• **Task goal**: Your task is to reproduce exactly the lines from the line with "Would you please tag the underwater" through the end of the records below.

• **Materials provided**:
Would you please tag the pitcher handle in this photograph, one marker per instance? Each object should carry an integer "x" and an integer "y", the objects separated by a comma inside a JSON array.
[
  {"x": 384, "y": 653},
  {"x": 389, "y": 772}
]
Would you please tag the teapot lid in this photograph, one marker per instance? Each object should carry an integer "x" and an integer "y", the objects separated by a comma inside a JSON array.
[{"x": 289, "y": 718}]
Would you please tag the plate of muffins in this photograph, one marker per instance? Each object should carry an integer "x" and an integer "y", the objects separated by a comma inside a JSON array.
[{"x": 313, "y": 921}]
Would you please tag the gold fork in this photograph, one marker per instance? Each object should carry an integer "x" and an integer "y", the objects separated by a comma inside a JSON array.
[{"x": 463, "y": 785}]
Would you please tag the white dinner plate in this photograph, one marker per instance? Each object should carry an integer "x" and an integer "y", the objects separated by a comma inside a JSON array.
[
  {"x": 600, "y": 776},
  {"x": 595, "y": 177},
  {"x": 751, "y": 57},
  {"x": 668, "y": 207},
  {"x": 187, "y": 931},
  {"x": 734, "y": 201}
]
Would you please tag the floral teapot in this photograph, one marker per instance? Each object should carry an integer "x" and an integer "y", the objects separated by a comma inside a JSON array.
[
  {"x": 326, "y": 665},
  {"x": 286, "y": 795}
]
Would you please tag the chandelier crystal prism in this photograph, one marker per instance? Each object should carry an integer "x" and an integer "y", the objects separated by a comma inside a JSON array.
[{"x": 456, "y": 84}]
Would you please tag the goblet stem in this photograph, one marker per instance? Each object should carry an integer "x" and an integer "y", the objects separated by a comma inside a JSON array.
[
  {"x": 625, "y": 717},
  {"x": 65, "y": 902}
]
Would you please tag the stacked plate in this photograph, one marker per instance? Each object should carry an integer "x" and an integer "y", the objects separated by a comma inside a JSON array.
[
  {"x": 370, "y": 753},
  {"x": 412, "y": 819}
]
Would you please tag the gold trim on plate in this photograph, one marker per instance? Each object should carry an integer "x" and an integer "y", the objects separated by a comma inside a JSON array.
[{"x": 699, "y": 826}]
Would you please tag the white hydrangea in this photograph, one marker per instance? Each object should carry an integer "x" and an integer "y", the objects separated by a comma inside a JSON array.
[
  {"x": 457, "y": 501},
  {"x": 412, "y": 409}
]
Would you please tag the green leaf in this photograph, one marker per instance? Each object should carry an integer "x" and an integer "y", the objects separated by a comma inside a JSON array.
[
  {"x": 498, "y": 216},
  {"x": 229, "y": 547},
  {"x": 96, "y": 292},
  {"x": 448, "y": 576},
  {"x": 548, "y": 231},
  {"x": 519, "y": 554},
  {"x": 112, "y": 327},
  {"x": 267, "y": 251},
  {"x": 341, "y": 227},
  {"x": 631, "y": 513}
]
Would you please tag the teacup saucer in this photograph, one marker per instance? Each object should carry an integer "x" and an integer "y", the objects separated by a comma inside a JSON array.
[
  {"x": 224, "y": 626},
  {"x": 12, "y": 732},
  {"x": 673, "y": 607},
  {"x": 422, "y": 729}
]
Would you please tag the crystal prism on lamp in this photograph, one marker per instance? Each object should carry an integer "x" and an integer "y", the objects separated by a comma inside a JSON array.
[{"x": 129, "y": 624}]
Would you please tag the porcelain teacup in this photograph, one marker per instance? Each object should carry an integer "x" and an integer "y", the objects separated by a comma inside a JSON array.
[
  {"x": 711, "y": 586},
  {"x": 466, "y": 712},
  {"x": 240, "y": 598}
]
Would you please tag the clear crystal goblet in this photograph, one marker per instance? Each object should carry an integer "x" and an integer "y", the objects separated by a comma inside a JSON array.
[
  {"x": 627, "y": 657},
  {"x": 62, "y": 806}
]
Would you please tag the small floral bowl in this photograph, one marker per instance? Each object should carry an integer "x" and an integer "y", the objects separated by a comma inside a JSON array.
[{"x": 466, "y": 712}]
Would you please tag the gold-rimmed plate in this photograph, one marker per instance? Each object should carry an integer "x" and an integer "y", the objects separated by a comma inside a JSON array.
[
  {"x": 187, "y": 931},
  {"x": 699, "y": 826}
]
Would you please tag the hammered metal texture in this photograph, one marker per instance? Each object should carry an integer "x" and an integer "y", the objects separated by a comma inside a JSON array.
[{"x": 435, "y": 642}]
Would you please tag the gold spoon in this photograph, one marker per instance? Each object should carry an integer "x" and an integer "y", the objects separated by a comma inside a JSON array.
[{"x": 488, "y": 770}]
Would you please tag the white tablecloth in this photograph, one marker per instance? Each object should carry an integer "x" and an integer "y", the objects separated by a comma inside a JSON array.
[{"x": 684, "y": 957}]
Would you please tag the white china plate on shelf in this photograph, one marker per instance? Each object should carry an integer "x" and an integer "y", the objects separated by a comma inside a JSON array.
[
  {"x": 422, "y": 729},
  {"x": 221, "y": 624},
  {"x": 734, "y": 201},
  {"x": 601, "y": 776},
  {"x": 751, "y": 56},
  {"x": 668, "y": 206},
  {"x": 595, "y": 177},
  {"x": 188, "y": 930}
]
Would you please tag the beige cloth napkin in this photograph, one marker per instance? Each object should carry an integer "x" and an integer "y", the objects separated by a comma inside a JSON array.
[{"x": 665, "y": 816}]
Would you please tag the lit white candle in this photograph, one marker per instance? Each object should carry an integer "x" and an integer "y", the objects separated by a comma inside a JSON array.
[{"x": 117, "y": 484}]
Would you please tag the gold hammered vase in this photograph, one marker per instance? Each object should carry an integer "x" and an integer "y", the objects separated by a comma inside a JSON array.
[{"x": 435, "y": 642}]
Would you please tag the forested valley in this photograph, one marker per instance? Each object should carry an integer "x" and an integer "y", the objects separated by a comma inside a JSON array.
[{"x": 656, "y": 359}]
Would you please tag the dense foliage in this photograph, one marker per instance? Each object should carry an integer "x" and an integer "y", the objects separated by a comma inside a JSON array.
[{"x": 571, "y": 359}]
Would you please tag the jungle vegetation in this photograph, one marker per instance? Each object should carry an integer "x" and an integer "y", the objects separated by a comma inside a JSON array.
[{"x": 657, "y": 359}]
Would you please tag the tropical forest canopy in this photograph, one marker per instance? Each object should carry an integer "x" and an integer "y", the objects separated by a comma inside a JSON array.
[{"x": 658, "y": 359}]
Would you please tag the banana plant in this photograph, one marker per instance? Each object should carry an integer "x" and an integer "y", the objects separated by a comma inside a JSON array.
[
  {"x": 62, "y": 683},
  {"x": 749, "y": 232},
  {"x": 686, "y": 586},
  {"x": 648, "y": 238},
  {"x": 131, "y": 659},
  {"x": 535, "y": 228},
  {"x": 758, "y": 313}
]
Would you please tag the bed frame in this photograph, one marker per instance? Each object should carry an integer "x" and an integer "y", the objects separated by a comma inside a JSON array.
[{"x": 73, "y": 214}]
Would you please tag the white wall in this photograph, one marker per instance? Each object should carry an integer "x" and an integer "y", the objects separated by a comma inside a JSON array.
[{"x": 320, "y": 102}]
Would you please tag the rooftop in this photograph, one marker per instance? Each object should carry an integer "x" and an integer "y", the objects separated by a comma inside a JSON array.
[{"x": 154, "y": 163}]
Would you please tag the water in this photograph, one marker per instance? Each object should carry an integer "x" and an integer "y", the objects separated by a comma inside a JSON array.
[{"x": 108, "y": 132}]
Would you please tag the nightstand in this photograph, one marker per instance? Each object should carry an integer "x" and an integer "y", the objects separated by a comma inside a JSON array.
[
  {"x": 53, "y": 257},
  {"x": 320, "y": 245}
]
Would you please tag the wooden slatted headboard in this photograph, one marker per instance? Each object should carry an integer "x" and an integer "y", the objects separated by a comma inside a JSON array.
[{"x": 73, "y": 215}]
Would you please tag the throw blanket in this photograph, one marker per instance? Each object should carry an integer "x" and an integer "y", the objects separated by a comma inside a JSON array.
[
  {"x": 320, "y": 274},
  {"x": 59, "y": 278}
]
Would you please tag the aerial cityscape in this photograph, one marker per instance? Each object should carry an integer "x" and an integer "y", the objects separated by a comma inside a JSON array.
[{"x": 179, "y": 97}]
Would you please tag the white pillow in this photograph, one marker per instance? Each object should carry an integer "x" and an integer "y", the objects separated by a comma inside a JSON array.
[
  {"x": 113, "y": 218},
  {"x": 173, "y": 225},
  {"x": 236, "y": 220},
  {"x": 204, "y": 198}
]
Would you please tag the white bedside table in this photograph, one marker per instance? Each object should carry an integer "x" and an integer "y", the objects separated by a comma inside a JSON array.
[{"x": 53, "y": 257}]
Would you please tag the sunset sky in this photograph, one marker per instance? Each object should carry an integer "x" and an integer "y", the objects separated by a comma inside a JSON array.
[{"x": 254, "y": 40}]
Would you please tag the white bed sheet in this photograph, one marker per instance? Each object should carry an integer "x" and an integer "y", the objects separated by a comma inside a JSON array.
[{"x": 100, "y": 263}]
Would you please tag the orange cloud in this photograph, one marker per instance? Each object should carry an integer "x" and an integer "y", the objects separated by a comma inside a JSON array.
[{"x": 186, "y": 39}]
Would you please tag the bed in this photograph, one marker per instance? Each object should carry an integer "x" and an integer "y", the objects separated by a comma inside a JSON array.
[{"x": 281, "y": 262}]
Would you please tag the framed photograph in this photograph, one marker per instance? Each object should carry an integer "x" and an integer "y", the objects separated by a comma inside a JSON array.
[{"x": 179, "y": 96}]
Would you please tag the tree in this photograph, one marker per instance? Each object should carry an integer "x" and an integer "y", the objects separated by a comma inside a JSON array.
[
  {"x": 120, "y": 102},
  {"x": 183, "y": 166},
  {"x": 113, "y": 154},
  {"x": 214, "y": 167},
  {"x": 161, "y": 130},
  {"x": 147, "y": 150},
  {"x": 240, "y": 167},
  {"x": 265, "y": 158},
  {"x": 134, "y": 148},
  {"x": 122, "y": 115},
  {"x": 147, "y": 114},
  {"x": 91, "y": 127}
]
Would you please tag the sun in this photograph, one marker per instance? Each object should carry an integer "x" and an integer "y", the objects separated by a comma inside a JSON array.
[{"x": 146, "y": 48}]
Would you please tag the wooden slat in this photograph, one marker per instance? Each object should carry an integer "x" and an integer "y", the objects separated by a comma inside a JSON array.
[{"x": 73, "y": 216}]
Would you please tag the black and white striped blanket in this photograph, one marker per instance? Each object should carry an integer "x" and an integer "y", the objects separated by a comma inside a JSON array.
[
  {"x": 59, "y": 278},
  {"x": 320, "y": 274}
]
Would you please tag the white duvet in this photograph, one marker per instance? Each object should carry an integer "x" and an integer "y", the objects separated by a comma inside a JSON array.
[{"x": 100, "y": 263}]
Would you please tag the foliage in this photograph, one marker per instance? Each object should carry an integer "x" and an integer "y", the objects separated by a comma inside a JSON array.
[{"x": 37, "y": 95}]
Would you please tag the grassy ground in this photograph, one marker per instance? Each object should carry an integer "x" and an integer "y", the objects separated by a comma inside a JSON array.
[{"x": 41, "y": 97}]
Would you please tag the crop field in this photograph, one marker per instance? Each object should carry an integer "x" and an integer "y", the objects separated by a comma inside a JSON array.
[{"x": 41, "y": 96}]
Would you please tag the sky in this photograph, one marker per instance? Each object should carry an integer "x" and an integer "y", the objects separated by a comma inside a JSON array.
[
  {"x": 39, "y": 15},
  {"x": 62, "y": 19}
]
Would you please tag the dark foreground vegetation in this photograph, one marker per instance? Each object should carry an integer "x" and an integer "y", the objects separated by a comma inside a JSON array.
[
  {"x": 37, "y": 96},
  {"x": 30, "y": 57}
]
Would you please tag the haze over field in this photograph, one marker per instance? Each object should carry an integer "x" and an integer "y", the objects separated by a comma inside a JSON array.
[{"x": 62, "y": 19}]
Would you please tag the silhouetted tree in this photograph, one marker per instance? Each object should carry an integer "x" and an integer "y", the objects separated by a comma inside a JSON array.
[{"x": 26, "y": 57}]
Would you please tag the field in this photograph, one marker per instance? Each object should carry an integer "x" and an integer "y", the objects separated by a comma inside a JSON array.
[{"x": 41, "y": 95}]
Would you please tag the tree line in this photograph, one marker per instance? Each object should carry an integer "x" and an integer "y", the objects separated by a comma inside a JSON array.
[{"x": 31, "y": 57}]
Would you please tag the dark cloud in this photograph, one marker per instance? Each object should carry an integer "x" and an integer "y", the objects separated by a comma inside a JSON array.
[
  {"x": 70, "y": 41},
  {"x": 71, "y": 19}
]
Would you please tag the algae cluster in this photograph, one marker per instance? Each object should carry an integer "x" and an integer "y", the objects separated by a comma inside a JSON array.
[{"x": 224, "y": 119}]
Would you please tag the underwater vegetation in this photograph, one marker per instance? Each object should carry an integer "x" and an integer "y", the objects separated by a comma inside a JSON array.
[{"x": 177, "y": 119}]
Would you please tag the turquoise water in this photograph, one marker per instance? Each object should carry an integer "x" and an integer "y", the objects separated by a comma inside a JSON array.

• **Worked solution**:
Would you please tag the underwater vegetation in this photograph, one marker per instance? Each object should carry an integer "x" and an integer "y", the objects separated by a comma inside a JSON array.
[{"x": 177, "y": 119}]
Would you please tag the turquoise water in this photograph, one marker per instance? Each object should carry an integer "x" and an integer "y", the objects separated by a comma inside a JSON array.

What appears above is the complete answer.